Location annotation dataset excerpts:
------------------------------------------------------------------------

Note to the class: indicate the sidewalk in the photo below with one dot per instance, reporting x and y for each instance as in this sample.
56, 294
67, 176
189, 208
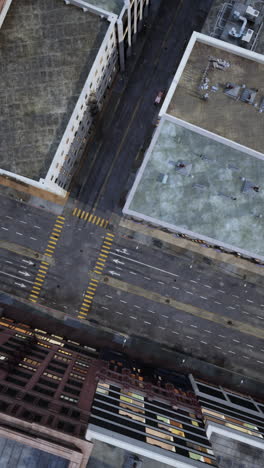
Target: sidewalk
149, 352
236, 263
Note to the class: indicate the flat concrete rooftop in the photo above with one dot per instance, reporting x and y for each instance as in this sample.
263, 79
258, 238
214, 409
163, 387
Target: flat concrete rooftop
211, 198
230, 118
46, 52
113, 6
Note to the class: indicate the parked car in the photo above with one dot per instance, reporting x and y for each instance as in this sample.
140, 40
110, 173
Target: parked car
159, 98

------------------------------------------------------------------------

**INSTRUCTIONS TO FOLLOW:**
Quote in full the listing given above; the images are to be left out.

**CORRECT RESULT:**
Note to the class: indicate the sidewalk in the photo below with one dot per instance, reporting x and y for each instance as in this sample.
56, 294
67, 176
189, 208
Target: sidewalk
149, 352
236, 263
Note to the class: indicate the flat concrete rooftop in the photo above with one dot per instance, reporting x and y for each instance as in this sample.
263, 79
258, 238
214, 409
163, 387
Target: flat concrete rooftop
211, 198
230, 118
46, 52
113, 6
Note to the class: indicate the parked car in the photo above with one dot per instance, reporting x and y for each instance as in this sample.
140, 40
110, 173
Target: parked car
159, 98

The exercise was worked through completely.